**PROBLEM DETAILS**
Write the data out again, character for character, with no images.

── SUPPLIED MATERIAL ──

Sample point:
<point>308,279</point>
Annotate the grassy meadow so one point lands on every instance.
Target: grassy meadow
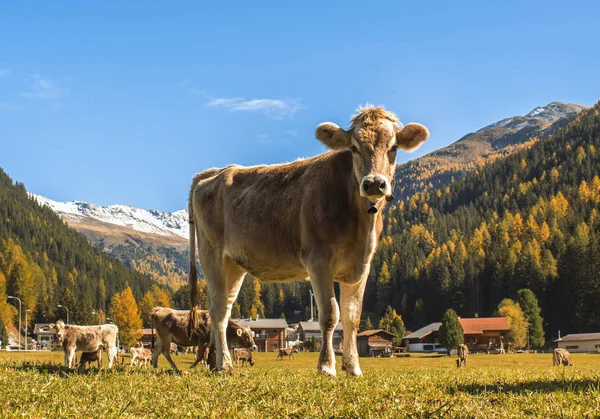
<point>492,386</point>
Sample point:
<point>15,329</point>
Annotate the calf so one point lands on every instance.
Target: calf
<point>89,357</point>
<point>243,354</point>
<point>86,339</point>
<point>139,356</point>
<point>289,352</point>
<point>174,325</point>
<point>463,354</point>
<point>560,357</point>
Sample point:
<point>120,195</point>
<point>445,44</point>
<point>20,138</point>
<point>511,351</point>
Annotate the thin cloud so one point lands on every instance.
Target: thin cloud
<point>41,88</point>
<point>276,108</point>
<point>11,106</point>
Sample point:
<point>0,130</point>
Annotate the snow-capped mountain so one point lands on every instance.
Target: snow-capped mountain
<point>146,221</point>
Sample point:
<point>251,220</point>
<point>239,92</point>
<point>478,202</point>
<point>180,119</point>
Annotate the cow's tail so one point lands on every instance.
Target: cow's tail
<point>152,313</point>
<point>193,324</point>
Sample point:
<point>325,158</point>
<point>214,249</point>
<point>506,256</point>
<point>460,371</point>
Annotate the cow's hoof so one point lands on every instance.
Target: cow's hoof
<point>328,370</point>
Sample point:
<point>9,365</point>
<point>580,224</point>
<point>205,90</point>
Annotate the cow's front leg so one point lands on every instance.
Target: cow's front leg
<point>322,282</point>
<point>71,360</point>
<point>351,298</point>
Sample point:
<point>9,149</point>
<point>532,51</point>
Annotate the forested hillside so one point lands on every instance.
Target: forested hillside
<point>45,263</point>
<point>529,220</point>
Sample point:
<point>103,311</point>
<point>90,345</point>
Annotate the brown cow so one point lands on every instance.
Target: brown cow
<point>463,353</point>
<point>89,357</point>
<point>318,218</point>
<point>86,339</point>
<point>289,352</point>
<point>172,327</point>
<point>560,357</point>
<point>243,354</point>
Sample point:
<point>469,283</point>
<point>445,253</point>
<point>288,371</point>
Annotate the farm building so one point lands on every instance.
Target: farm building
<point>481,334</point>
<point>374,343</point>
<point>44,335</point>
<point>308,330</point>
<point>269,334</point>
<point>580,342</point>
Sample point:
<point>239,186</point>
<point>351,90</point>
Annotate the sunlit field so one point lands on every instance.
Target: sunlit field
<point>37,385</point>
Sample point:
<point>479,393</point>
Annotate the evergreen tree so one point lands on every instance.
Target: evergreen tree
<point>368,324</point>
<point>517,324</point>
<point>393,323</point>
<point>531,309</point>
<point>451,333</point>
<point>125,313</point>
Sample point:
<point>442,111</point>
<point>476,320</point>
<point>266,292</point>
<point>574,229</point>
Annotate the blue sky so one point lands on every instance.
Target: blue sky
<point>122,102</point>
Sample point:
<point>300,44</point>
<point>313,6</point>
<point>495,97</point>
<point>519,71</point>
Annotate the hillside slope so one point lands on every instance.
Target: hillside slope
<point>45,263</point>
<point>530,220</point>
<point>497,140</point>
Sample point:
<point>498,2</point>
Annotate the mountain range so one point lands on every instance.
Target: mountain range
<point>156,242</point>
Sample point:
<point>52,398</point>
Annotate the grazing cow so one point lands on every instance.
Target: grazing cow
<point>172,327</point>
<point>318,218</point>
<point>243,354</point>
<point>140,355</point>
<point>463,354</point>
<point>86,339</point>
<point>289,352</point>
<point>89,357</point>
<point>560,357</point>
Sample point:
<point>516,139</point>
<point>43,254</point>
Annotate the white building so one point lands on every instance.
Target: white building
<point>580,342</point>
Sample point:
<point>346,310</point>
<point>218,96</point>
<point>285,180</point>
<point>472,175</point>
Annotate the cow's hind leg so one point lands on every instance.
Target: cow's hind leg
<point>322,282</point>
<point>351,298</point>
<point>223,282</point>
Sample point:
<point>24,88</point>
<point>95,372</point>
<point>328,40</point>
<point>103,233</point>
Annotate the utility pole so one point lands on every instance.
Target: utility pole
<point>19,334</point>
<point>67,312</point>
<point>311,312</point>
<point>26,311</point>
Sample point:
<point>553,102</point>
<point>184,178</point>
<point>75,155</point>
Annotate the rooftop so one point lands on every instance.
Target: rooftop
<point>471,326</point>
<point>262,323</point>
<point>579,337</point>
<point>375,332</point>
<point>315,327</point>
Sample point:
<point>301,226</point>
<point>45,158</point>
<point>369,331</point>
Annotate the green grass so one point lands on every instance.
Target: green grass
<point>493,386</point>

───

**OUTPUT BELOW**
Sample point:
<point>308,279</point>
Annotate the grassy meadow so one point lands on every instance.
Target: grassy meadow
<point>492,386</point>
Sample point:
<point>15,329</point>
Annotate the calf so one point lands on every instance.
Target: calf
<point>89,357</point>
<point>243,354</point>
<point>86,339</point>
<point>139,356</point>
<point>289,352</point>
<point>174,325</point>
<point>463,354</point>
<point>560,357</point>
Sample point:
<point>120,195</point>
<point>445,44</point>
<point>20,138</point>
<point>511,351</point>
Annotate the thin cloud so one point lands on every instance.
Target: thin cloud
<point>41,88</point>
<point>276,108</point>
<point>11,106</point>
Sample point:
<point>0,130</point>
Annotate the snow-capped mountain so one point lands on every instance.
Target: snow-capped mountain
<point>146,221</point>
Sample point:
<point>251,220</point>
<point>239,92</point>
<point>478,202</point>
<point>180,119</point>
Annotate the cow's tail so one point lands on every instance.
Target: cow's tail
<point>152,313</point>
<point>193,324</point>
Sample point:
<point>325,158</point>
<point>214,249</point>
<point>506,256</point>
<point>460,371</point>
Annotate the cow's hoof so one point lands on every instance.
Target: cow's hoof
<point>328,370</point>
Sample point:
<point>9,365</point>
<point>580,224</point>
<point>205,90</point>
Annotate the cow's front leg so one point lands on every instance.
Target: cow's front leg
<point>322,282</point>
<point>71,360</point>
<point>351,298</point>
Sample point:
<point>9,149</point>
<point>532,51</point>
Annotate the forested hillside so one point lands on every instance.
Target: forested hillside
<point>45,263</point>
<point>529,220</point>
Sample point:
<point>103,311</point>
<point>90,345</point>
Annotate the brown cow so one point lands on every instance.
Target: brown cow
<point>463,353</point>
<point>89,357</point>
<point>318,218</point>
<point>86,339</point>
<point>289,352</point>
<point>172,327</point>
<point>560,357</point>
<point>243,354</point>
Sample point:
<point>469,283</point>
<point>445,253</point>
<point>288,371</point>
Annotate the farm building so one point lands on every instance.
Target: farm building
<point>481,334</point>
<point>374,343</point>
<point>44,335</point>
<point>308,330</point>
<point>269,334</point>
<point>580,342</point>
Sample point:
<point>239,186</point>
<point>351,90</point>
Annotate the sunlit field so one point lands on every instance.
Target: sunlit field
<point>37,385</point>
Sample point:
<point>479,393</point>
Annotate the evergreen tree so one point lands on every instance.
Target: evergreen tree
<point>368,324</point>
<point>517,324</point>
<point>393,323</point>
<point>531,309</point>
<point>451,333</point>
<point>125,313</point>
Sample point:
<point>442,111</point>
<point>476,320</point>
<point>266,292</point>
<point>574,229</point>
Annotate the blue sky so one point lands on every instance.
Target: blue sky
<point>122,102</point>
Sample point:
<point>300,44</point>
<point>313,6</point>
<point>495,97</point>
<point>519,71</point>
Annotate the hillside slope so one point lands on every instance.
Target: hillside slope
<point>45,263</point>
<point>530,220</point>
<point>497,140</point>
Sample point:
<point>498,2</point>
Annotate the mountain range so one point lands on every instance.
Target: mountain range
<point>156,242</point>
Sample point:
<point>52,398</point>
Annotate the grazing cow so one point lands on every instance.
Target: grazing cow
<point>172,327</point>
<point>318,218</point>
<point>243,354</point>
<point>140,355</point>
<point>463,354</point>
<point>86,339</point>
<point>289,352</point>
<point>89,357</point>
<point>560,357</point>
Sample point:
<point>516,139</point>
<point>43,254</point>
Annotate the white building so one point lands on every instance.
Target: white building
<point>580,342</point>
Sample point:
<point>346,310</point>
<point>218,96</point>
<point>285,180</point>
<point>472,175</point>
Annotate the cow's hind leg so one point lands on every instance.
Target: cow's hind leg
<point>322,282</point>
<point>351,298</point>
<point>223,282</point>
Sample point:
<point>24,88</point>
<point>95,372</point>
<point>328,40</point>
<point>103,233</point>
Annotate the utility pole so one point lands on every instance.
Target: utility pole
<point>19,334</point>
<point>67,312</point>
<point>311,312</point>
<point>26,311</point>
Sample point:
<point>553,102</point>
<point>184,178</point>
<point>75,155</point>
Annotate the rooftop so one point lands on every instance.
Target: rooftop
<point>471,326</point>
<point>262,323</point>
<point>579,337</point>
<point>375,332</point>
<point>315,327</point>
Sample point:
<point>301,226</point>
<point>45,158</point>
<point>369,331</point>
Annotate the green grass so one point lands on every instance.
Target: green grass
<point>493,386</point>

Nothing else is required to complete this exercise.